» **DOCUMENT TEXT**:
In CWA, the configuration for redirecting the user, the web authentication portal and the responsibility of directly processing the user credentials, resides “centrally” in ISE. When a user connects to a CWA-enabled network, it will go through the flow shown in Figure 5-59.

The user will connect to an open SSID. Transparent to the user, the WLAN is configured to perform MAC authentication.
The WLC handles the MAC authentication process and sends the request to ISE.
ISE is configured to perform MAB and will send back to the WLC the redirection attributes.
The user acquires an IP address and will open a browser trying to fetch a web page (on modern operating systems, a pop-up might even show up when the system detected the portal page automatically by sending HTTP test probes). At this point the WLC will intercept the HTTP request and redirect the user to the WebAuth page that resides on ISE.
The user is presented with the guest login page where it will enter the username and password. These credentials get submitted directly to ISE through the portal.
ISE will authenticate the user, and if successful, it will send a CoA back to the WLC.
When the user reconnects, the WLC will start the MAC authentication process all over again, but this time ISE is aware that the user has authenticated, and it will grant it access to the network, possibly returning specific authorization attributes such as an ACL.

Figure 5-59 Central Web Authentication

The central web authentication displays the User laptop is connected wirelessly to the AP/WLCs WLAN controller and access point followed by a file server DHCP, DNS is placed and finally the ISE. Step 1 shows the user open SSID with Macauth to the AP/WLC. Step 2 shows the user sends the first authentication session to the ISE. Step 3 shows the ISE respond to the user by authentication success, authorization for MAB returned with ACL and URL. Step 4 shows the request and response of DHCP DNS and user that, the user acquires IP Address, moves to WebAuth state. Step 5 shows the user opens the browser, WLC redirects user to ISE CWA page, then login into the page by and sending the credentials to the ISE. Step 6 shows the WebAuth success results in CoA and the final step, step 7 shows the user sends MAC reauthentication to the ISE and ISE respond the ISE server and the return policy.

Because this flow builds on top of MAB, the WLAN configuration on the WLC will be the same as previously reviewed in the MAB section. In this scenario, however, make sure that AAA Override and ISE NAC are enabled as shown in Figure 5-60.

A screenshot of CISCO WLC shows the WLAN settings of CWA. — **Figure 5-60** *CWA WLAN Settings*

The CWA WLAN setting is shown by the WLANs menu, selected from the top horizontal menu options. The left pane reads the navigations. The right pane displays the navigation at the top, Edit CWA is selected from W LANs. Two screenshots are shown that selects two different tabs, the security and advanced. The Security tab selected shows the Layer 2 subtab selected; the Layer 2 security drop-down reads none and the MAC filtering checkbox is selected and highlighted. The Advanced tab selected shows the checkbox enable is selected for Allow AAA override. Under the NAC section, the NAC state is selected ISE NAC from the drop-down are highlighted.

» **STATED PROBLEM 1**:
Answer these questions from the central web authentication text:
(a) Where do the redirect configuration, the web authentication portal, and credential processing reside in CWA?
(b) What does ISE send back to the WLC after it authenticates the user successfully?
(c) Which two settings must be enabled on the WLAN in this scenario?

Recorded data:
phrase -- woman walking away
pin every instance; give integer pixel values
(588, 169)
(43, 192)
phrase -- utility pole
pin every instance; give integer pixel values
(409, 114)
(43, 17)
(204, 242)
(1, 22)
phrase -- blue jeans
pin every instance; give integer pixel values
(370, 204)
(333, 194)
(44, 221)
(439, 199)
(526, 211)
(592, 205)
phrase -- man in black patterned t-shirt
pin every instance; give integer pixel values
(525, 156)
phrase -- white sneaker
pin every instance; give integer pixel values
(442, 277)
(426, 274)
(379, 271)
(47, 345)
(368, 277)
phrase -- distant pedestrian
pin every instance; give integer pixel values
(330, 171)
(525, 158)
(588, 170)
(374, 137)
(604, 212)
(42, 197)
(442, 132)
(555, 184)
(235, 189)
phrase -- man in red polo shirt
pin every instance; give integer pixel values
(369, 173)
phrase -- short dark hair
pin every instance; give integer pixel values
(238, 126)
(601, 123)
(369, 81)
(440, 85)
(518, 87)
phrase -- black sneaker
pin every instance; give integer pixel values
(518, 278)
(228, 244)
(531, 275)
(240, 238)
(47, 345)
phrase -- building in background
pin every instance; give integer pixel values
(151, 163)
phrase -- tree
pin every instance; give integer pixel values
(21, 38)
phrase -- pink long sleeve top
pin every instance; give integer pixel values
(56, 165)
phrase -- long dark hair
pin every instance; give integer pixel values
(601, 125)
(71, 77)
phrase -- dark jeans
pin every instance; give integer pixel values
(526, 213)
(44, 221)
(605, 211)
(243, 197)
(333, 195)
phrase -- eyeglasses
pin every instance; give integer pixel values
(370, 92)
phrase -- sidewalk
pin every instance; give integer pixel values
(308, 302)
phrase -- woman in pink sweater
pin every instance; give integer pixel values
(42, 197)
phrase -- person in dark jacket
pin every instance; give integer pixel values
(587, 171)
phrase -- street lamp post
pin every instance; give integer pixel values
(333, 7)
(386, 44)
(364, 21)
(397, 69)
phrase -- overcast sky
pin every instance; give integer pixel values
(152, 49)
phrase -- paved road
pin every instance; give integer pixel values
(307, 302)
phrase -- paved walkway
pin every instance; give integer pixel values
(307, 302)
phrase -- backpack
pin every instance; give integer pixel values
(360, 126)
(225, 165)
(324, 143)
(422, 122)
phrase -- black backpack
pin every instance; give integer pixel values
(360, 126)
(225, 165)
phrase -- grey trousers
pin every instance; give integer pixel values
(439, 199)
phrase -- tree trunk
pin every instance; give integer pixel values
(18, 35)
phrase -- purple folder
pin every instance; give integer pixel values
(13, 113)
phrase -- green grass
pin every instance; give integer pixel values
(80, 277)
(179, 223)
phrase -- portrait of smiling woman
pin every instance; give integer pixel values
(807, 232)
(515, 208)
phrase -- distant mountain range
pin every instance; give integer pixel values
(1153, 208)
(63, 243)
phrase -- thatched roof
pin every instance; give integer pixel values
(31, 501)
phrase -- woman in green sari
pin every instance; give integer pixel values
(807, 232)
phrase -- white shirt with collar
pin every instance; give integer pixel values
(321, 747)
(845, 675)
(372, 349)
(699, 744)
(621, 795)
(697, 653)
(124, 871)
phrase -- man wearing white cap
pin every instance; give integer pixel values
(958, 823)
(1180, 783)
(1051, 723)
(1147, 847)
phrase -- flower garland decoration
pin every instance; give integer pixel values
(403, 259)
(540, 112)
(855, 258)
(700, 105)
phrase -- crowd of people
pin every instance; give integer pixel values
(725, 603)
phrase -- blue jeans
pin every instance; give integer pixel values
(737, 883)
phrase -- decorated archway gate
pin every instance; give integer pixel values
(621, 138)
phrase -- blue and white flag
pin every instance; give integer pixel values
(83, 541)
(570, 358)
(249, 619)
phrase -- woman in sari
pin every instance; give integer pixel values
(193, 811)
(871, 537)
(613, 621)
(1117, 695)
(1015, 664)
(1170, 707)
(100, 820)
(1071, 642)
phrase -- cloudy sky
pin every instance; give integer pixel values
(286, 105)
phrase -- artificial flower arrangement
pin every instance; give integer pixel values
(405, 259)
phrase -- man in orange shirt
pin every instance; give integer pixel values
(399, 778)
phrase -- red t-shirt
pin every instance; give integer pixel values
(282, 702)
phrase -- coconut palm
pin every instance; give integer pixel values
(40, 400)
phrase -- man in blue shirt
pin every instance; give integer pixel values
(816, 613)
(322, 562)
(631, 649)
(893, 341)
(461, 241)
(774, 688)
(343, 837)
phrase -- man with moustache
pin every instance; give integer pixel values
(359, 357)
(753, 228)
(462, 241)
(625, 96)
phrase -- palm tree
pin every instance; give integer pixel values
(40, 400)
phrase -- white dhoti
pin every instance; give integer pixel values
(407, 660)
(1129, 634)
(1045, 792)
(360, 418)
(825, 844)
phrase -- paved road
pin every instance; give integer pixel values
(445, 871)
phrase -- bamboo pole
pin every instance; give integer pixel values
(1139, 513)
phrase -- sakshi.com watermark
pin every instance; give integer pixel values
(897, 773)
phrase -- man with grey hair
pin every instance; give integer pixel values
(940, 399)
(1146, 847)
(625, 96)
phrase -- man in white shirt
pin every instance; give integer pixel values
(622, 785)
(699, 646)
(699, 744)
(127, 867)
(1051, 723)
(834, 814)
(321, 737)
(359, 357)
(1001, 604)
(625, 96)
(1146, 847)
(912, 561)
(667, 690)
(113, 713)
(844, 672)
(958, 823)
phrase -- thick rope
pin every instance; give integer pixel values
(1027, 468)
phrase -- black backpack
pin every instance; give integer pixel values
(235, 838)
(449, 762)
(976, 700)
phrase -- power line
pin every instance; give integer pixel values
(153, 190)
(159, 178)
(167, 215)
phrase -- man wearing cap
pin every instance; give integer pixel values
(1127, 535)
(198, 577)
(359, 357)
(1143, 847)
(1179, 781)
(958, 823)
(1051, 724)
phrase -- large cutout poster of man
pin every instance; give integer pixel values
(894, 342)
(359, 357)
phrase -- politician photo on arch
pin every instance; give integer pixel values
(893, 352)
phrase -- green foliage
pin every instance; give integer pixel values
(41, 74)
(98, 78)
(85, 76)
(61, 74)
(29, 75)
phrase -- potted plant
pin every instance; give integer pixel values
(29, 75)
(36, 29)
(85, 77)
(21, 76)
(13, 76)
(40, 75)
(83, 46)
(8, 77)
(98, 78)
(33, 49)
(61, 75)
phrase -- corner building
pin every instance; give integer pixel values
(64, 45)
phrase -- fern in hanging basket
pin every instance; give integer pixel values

» **STATED PROBLEM 2**: Please extract every line of the listing that contains the string "palm". Case counts.

» **RESPONSE 1**:
(a) Centrally in ISE.
(b) A CoA.
(c) AAA Override and ISE NAC.

» **RESPONSE 2**:
phrase -- coconut palm
phrase -- palm tree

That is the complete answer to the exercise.